* **Data shown**
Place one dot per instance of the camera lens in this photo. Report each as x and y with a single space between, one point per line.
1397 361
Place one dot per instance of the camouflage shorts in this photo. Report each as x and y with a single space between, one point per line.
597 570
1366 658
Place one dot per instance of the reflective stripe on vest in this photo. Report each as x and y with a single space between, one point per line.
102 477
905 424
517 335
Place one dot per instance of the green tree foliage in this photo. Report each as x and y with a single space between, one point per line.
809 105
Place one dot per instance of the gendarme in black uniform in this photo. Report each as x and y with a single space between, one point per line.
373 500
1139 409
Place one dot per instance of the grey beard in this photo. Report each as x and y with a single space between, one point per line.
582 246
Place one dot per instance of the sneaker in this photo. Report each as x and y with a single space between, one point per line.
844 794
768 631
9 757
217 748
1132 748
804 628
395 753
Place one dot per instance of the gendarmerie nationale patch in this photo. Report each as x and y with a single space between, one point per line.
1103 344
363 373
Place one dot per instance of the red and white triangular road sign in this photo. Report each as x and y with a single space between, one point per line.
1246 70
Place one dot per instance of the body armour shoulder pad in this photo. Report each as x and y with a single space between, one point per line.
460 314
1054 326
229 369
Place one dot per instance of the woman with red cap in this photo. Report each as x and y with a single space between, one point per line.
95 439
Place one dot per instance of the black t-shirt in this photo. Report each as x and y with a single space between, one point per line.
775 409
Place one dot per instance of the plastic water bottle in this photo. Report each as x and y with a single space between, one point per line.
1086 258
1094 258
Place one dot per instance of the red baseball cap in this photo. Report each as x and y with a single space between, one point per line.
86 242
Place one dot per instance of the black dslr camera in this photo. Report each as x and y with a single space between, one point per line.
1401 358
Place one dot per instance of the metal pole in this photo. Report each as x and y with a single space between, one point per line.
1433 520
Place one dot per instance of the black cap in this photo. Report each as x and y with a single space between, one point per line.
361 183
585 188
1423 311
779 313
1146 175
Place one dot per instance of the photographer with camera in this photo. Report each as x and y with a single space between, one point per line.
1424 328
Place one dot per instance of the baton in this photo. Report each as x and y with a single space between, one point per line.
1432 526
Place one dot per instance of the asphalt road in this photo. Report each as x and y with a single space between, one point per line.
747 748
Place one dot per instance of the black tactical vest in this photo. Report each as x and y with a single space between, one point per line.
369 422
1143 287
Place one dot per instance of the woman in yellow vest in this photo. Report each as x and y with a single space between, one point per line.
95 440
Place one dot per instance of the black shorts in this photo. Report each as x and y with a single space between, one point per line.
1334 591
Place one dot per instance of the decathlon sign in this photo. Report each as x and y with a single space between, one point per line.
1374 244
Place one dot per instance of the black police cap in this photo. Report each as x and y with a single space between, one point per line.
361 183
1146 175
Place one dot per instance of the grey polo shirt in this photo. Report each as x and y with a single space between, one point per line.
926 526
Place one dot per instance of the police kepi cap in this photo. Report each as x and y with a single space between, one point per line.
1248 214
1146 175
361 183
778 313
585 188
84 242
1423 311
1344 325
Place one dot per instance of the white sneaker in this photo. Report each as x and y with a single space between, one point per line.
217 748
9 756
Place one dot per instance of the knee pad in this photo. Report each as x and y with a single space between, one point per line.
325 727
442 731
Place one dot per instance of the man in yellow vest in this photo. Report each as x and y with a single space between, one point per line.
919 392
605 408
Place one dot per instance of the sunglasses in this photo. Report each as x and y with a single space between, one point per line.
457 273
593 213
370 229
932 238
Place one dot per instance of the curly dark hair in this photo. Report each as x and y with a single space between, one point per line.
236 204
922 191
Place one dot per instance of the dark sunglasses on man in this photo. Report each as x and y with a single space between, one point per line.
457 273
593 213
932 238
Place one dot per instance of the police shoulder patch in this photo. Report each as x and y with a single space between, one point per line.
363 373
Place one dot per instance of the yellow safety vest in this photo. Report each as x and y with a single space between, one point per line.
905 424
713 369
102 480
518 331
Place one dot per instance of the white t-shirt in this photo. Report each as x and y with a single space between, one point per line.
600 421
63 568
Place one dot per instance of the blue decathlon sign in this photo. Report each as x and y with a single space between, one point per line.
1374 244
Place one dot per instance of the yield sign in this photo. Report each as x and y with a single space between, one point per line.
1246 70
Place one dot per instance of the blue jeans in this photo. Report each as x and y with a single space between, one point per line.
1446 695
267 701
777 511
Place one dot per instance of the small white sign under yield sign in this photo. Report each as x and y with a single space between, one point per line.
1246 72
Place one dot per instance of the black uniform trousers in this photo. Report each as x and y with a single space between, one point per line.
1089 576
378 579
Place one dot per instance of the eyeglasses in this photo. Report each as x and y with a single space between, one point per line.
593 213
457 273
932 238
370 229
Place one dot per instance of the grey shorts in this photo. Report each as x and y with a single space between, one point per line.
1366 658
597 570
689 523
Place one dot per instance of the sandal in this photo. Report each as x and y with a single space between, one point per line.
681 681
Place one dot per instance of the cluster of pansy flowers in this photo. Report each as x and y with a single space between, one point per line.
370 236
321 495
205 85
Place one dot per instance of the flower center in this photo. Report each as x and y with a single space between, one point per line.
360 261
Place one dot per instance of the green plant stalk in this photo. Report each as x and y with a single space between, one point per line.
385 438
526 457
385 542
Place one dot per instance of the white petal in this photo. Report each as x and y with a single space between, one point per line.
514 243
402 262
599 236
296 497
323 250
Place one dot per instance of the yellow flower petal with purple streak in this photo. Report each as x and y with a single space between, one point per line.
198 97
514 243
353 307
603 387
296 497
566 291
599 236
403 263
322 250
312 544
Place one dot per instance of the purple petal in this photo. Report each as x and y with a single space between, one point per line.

* **Problem requirements**
Reproduce the listing without changes, beginning with the line that contains "Place one dot per instance of the white petal" and continuing through the last line of the listing.

* **Reply to the exercise**
Place one dot per instance of the white petal in this photo. Report each as x and y with a single space between, one point per line.
514 243
402 262
599 236
296 497
323 250
Place one dot per instance of the yellow flower petal with purple streak in this photo. Report each as x and y with a single space between, one point per line.
198 97
514 243
353 307
603 387
296 497
566 291
599 236
403 263
322 250
312 544
Place one dot per instance of the purple petal in this photo. Report each as x and y with a single space between, one point per line.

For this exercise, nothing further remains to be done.